- TEXT SHOWN
>>

Two days ago we celebrated our nation's birthday -- the publication of our Declaration of Independence from Great Britain. Happy 236th birthday to us!
The first public reading of this historic document happened four days after July 4, 1776, and signatures of our founding fathers started to be gathered almost a month later on August 2. It is interesting to note that two signers who also became presidents, Thomas Jefferson and John Adams, both died on July 4, 1826, exactly 50 years after the initial publication of the document.
From my viewpoint, taxation and real estate ownership were and remain the key factors in the formation and sovereignty of our nation. It's appropriate to take a look at how we fare in Greenwich, Connecticut with our level of taxation compared to the rest of the country.
As you know, at the end of this month most of us in Greenwich will be paying property taxes on our real estate, vehicles, and other registered possessions, including even horses. We pride ourselves on our relatively low level of real estate tax compared to our neighbors. As an example, Waterbury's property taxes are about six times what we pay based on assessed values. We also pay quite a bit less than our neighbors in Westchester. Of course, they chide us for paying property tax on cars, boats, trailers, horses and the like. Folks from Waterbury also might say that our real estate values are inflated at least six times what theirs are.
While our property taxes will be increased by about 2.75 percent, that's not the only taxation we face. There's individual and corporate income tax, sales and use tax, estate tax and other state-mandated collections. All told, according to the Tax Foundation, a non-partisan tax research group based in Washington, D.C., Connecticut's state and local tax burden continues to increase relative to other states.
Connecticut's tax burden increased overall from 10.9 percent (13th nationally) in 1977 to 12.0 percent (3rd nationally) in 2009. Another metric, Tax Freedom Day -- the day when Americans finally have earned enough money to pay off their total tax bill for the year -- puts us now first in the nation (gulp). In 2012, Connecticut taxpayers worked until May 5 (ranked 1st nationally) to pay their total tax bill. Here are the Tax Freedom Days of our neighboring states: New York, May 1 (ranked 2nd nationally), Massachusetts, April 22 (ranked 8th nationally), and Rhode Island, April 15 (ranked 21st nationally).
Remember that taxation is what motivated us to write that historic document 236 years ago. To learn more about or contribute to the Tax Foundation, go to their web site, www.TaxFoundation.org.

<<

- TASK DESCRIPTION
Write down, word for word, the passage of the text on taxes in Greenwich starting with "Two days ago" and going on through "of the document.". The items that follow are not needed.

Items excerpted from a collection:
>>

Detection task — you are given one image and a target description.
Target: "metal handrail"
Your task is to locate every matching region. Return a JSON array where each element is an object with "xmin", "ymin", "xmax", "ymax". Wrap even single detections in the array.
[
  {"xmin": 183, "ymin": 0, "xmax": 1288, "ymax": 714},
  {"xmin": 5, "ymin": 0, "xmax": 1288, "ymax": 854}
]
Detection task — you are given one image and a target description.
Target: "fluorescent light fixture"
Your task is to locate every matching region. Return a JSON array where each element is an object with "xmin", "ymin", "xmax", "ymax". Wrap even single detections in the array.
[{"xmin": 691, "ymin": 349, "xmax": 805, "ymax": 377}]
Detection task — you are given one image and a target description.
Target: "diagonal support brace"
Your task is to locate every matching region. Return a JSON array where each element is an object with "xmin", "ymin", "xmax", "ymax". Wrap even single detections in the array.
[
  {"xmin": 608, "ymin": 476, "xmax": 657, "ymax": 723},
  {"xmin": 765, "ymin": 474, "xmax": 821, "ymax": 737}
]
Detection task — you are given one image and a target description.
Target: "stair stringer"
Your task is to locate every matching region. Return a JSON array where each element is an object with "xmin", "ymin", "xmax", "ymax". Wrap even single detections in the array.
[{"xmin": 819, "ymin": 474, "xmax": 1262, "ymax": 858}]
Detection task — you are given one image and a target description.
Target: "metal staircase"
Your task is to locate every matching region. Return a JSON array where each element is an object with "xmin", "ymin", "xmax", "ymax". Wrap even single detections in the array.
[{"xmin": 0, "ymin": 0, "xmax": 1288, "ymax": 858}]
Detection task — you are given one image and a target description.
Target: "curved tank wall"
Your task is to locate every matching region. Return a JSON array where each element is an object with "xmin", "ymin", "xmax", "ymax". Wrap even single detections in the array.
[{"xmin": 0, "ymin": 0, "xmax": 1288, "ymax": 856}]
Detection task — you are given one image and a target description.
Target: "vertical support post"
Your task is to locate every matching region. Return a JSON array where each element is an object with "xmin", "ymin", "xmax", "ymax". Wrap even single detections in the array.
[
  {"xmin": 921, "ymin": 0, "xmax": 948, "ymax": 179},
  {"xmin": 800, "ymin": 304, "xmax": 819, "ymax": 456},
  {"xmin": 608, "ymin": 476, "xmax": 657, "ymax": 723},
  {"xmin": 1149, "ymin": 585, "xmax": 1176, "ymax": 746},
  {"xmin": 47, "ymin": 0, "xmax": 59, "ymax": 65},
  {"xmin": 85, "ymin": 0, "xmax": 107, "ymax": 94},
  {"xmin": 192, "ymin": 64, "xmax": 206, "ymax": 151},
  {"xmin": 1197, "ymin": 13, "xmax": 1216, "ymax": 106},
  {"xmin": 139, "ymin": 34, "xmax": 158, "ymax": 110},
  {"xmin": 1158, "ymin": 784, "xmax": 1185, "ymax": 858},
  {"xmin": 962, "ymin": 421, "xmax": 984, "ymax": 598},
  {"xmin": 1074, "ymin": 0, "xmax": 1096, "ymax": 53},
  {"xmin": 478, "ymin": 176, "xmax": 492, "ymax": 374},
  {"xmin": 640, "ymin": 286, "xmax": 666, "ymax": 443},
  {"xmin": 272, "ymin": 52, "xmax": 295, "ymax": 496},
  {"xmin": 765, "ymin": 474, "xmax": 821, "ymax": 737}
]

<<

- WRITTEN REPLY
Two days ago we celebrated our nation's birthday -- the publication of our Declaration of Independence from Great Britain. Happy 236th birthday to us!
The first public reading of this historic document happened four days after July 4, 1776, and signatures of our founding fathers started to be gathered almost a month later on August 2. It is interesting to note that two signers who also became presidents, Thomas Jefferson and John Adams, both died on July 4, 1826, exactly 50 years after the initial publication of the document.